Are There Health Benefits to Juicing?

Juicing involves grinding, squeezing, or pressing fresh fruit and/or vegetables for their juice. It’s a modern term for a long-standing practice of pressing harvested fruits for quick access to their nutrients.

Juicing as a trend had some early beginnings in the 1920s and 1930s, but it took off more in the 1970s. By the 1990s, juice shops and healthy dining trends became more mainstream.

Drinking fresh juice is an easy way to get a number of vitamins and minerals. Still, while research shows some support for juicing, the potential health benefits vary drastically depending on what’s exactly in the juice. If you’re not careful, you may end up drinking too many calories and too much sugar.

Nutrition Information
Nutrients vary widely depending on the fruits and vegetables you use for juicing, and whether you buy the juice or make your own at home.

**EXERCISE REQUIREMENTS:**
1. Rewrite the juicing text's paragraph that begins "Drinking fresh juice is an easy way" as a short bulleted list that keeps its main facts.
2. Summarize the juicing text in two sentences.
3. Pick up the juicing text after its last sentence and continue it.

**ENTRIES SUPPLIED:**
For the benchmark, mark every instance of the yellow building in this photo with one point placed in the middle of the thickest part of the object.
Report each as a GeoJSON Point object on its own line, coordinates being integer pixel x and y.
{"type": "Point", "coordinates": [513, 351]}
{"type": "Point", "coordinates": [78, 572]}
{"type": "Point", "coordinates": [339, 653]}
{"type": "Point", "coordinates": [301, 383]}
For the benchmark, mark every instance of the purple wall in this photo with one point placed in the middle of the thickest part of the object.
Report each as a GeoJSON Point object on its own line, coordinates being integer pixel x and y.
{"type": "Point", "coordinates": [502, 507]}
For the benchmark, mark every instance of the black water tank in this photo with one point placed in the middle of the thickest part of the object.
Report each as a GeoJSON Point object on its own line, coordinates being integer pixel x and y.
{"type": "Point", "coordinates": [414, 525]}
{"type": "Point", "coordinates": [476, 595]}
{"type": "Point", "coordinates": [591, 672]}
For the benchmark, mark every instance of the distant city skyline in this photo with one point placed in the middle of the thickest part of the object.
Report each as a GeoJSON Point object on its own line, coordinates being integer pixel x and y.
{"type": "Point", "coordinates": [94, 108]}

**YOUR WRITTEN ANSWERS:**
1.
- Fresh juice is an easy source of many vitamins and minerals.
- Research offers some support for juicing.
- Potential health benefits vary drastically with what's in the juice.
- Careless juicing can mean too many calories and too much sugar.

2. Juicing, which means grinding, squeezing, or pressing fresh fruit and/or vegetables for their juice, is a modern term for a long-standing practice; it had early beginnings in the 1920s and 1930s, took off in the 1970s, and became more mainstream by the 1990s. Fresh juice is an easy source of vitamins and minerals, but its benefits and nutrients vary widely with what goes into it, and it can add too many calories and too much sugar.

3.
For example, an eight-ounce serving of carrot juice could contain:

Calories: 80
Protein: 2 grams
Fat: 1 gram
Carbohydrates: 16 grams
Fiber: 0 grams
Sugar: 13 grams
An 8-ounce serving of passion fruit juice could contain:

Calories: 126
Protein: 1 gram
Fat: 0 grams
Carbohydrates: 34 grams
Fiber: 0 grams
Sugar: 35 grams
An 8-ounce serving of apple and cranberry juice could contain:

Calories: 130
Protein: 0 grams
Fat: 0 grams
Carbohydrates: 33 grams
Fiber: 0 grams
Sugar: 33 grams
Depending on the fruits and vegetables used, juice can be a good source of:

Vitamin C
Vitamin A
Vitamin K
The amount of nutrients in your juice can depend on whether the fruits and vegetables are grown commercially or organically. Cooking or pasteurization can also reduce the nutrients available in juice.